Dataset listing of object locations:
'''
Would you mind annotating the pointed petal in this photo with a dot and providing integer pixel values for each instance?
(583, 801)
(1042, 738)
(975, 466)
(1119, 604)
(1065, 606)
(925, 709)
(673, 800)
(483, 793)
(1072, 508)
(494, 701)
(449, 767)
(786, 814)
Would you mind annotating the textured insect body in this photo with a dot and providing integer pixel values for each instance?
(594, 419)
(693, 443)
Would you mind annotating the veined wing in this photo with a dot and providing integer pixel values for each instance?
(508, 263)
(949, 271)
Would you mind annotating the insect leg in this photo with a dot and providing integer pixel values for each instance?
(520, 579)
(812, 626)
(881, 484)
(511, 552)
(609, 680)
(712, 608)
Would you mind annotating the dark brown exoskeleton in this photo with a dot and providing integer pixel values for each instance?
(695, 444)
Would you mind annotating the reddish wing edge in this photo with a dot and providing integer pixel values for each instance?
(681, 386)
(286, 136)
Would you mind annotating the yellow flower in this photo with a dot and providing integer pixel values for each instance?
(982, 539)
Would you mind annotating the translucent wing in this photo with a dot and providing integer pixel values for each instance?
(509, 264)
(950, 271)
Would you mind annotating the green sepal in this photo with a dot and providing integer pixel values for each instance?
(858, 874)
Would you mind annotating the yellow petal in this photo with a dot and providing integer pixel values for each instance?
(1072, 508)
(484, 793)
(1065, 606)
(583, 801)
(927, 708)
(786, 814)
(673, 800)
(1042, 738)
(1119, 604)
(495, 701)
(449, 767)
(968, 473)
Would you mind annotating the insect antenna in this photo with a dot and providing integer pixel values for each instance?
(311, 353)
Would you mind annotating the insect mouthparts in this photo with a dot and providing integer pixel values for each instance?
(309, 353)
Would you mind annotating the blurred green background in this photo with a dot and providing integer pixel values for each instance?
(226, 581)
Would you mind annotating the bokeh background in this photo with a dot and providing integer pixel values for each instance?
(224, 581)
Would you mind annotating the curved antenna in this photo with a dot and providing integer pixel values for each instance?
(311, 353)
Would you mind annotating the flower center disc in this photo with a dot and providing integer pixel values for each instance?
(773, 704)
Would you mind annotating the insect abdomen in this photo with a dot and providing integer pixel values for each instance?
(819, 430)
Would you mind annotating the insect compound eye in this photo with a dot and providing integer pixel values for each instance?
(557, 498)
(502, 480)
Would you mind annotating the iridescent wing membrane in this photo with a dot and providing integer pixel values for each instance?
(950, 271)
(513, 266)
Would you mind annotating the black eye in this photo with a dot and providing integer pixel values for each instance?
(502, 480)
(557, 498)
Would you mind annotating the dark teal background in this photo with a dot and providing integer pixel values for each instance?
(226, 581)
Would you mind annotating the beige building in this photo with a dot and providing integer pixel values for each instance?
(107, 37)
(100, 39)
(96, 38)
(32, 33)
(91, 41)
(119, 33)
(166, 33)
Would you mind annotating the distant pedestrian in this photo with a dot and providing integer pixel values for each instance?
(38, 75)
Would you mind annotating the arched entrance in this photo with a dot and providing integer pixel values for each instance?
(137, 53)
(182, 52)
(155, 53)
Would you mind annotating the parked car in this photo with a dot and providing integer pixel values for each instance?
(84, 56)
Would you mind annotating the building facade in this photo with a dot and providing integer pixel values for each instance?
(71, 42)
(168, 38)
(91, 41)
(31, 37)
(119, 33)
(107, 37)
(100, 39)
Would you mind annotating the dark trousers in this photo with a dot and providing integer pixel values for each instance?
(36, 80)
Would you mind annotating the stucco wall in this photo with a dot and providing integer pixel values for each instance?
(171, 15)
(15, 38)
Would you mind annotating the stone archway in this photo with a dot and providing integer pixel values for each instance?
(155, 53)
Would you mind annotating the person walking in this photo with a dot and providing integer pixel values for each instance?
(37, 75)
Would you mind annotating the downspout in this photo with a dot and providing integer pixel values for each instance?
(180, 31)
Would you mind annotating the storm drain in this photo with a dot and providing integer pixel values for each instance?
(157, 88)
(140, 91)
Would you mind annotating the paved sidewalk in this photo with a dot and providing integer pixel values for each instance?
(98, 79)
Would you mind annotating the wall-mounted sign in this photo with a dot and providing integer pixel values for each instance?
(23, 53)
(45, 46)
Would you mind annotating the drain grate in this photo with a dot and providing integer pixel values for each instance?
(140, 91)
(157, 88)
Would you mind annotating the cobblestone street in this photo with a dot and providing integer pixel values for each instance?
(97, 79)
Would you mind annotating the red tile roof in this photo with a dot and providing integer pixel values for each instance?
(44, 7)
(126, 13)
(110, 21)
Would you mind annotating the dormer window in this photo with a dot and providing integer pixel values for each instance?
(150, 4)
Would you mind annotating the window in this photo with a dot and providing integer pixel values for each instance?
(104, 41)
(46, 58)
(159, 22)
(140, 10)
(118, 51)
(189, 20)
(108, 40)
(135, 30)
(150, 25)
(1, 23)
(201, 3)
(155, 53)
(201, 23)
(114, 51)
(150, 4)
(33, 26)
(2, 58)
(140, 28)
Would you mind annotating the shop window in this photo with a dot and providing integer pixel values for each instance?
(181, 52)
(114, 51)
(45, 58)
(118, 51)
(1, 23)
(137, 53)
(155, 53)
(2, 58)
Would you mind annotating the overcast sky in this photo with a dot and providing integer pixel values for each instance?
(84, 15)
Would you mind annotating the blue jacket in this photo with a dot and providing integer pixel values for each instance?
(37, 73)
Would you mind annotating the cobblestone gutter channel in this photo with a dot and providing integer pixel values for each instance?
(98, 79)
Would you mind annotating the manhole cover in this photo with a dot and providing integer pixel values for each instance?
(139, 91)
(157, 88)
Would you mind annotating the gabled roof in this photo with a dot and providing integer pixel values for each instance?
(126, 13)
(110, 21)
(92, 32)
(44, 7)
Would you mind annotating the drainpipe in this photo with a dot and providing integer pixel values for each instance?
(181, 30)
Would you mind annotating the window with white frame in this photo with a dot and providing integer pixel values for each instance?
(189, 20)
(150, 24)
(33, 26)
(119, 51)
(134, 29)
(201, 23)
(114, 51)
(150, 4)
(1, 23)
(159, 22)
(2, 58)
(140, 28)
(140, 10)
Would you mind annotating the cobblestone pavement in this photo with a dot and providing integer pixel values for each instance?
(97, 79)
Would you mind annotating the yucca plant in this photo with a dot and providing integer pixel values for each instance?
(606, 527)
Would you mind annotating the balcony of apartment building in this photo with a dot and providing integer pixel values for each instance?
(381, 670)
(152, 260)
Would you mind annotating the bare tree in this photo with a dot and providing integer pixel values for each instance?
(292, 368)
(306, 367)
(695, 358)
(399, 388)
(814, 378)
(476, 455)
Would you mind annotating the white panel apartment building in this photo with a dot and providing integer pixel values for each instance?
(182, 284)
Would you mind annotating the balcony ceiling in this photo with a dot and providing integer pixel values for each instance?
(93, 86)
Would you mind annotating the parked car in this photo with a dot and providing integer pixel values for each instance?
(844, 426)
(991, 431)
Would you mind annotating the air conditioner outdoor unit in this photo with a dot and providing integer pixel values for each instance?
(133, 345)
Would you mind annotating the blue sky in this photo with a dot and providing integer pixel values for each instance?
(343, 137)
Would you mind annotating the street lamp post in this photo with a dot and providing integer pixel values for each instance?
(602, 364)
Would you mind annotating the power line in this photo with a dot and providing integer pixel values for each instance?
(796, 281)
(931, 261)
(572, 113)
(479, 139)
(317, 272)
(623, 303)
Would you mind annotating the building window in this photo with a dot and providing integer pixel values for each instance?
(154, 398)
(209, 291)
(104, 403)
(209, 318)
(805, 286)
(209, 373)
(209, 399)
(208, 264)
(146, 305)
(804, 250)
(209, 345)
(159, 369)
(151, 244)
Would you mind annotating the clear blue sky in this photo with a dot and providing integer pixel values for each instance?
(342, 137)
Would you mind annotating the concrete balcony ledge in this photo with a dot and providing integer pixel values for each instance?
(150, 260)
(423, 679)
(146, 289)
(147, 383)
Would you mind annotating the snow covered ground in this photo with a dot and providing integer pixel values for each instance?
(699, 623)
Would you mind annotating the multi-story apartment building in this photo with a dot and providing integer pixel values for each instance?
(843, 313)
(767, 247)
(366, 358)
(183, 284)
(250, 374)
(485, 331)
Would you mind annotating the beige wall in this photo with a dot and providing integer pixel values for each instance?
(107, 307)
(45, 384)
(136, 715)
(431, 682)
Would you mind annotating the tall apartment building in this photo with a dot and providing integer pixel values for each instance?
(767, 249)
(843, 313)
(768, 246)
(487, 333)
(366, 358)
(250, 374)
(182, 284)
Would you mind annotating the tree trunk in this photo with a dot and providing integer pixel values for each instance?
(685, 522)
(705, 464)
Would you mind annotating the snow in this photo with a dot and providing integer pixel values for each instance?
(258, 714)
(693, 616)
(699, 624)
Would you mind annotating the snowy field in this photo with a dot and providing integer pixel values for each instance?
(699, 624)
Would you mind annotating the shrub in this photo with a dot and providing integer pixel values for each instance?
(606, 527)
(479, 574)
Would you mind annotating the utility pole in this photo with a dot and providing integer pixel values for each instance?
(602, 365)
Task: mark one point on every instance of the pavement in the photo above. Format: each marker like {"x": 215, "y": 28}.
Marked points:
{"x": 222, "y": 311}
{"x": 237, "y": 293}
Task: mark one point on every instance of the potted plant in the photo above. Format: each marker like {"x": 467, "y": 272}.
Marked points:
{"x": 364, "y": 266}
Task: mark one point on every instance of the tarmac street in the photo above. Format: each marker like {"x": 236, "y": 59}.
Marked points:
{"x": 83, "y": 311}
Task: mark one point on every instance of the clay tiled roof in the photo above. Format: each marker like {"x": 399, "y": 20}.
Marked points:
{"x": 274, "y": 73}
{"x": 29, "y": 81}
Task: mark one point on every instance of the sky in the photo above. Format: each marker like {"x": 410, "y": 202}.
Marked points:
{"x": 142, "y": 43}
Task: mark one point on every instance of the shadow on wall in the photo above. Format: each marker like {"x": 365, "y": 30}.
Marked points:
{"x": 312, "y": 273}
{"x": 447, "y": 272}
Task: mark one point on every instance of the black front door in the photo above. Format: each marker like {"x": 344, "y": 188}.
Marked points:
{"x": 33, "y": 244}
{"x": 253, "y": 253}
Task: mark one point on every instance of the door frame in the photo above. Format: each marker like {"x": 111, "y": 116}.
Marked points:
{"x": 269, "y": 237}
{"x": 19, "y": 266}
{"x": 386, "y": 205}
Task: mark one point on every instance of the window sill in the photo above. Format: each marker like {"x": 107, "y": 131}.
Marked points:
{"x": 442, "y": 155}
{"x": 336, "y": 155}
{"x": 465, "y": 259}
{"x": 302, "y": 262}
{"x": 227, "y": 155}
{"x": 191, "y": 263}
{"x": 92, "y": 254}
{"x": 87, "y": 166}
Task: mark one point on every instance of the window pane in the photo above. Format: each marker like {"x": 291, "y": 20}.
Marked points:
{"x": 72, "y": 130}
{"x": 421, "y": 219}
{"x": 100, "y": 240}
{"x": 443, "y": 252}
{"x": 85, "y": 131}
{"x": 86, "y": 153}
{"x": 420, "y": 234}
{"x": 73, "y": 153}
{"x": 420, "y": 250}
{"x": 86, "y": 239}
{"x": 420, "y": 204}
'''
» **AIM OF THE EXERCISE**: Rewrite the listing from the line that has "Task: mark one point on every instance of the black" through the end, replacing "Marked points" with "Point markers" each time it occurs and leaving everything else unchanged.

» **WRITTEN RESPONSE**:
Task: mark one point on every instance of the black front door in the photo above. Format: each marker like {"x": 344, "y": 188}.
Point markers:
{"x": 33, "y": 244}
{"x": 253, "y": 253}
Task: mark one point on every instance of the door frame in the photo above. Format: each marker like {"x": 111, "y": 116}.
Point markers:
{"x": 269, "y": 237}
{"x": 19, "y": 266}
{"x": 386, "y": 205}
Task: mark one point on every instance of the window sill in the photo above. Format: each marker like {"x": 107, "y": 131}.
Point markers:
{"x": 442, "y": 155}
{"x": 336, "y": 155}
{"x": 465, "y": 259}
{"x": 302, "y": 262}
{"x": 227, "y": 155}
{"x": 191, "y": 263}
{"x": 92, "y": 254}
{"x": 87, "y": 166}
Task: mark one point on every instance of the window pane in the photo above. Format: each marker like {"x": 291, "y": 20}.
Point markers:
{"x": 72, "y": 130}
{"x": 421, "y": 219}
{"x": 100, "y": 240}
{"x": 443, "y": 252}
{"x": 85, "y": 131}
{"x": 86, "y": 153}
{"x": 420, "y": 234}
{"x": 73, "y": 153}
{"x": 420, "y": 250}
{"x": 86, "y": 239}
{"x": 420, "y": 204}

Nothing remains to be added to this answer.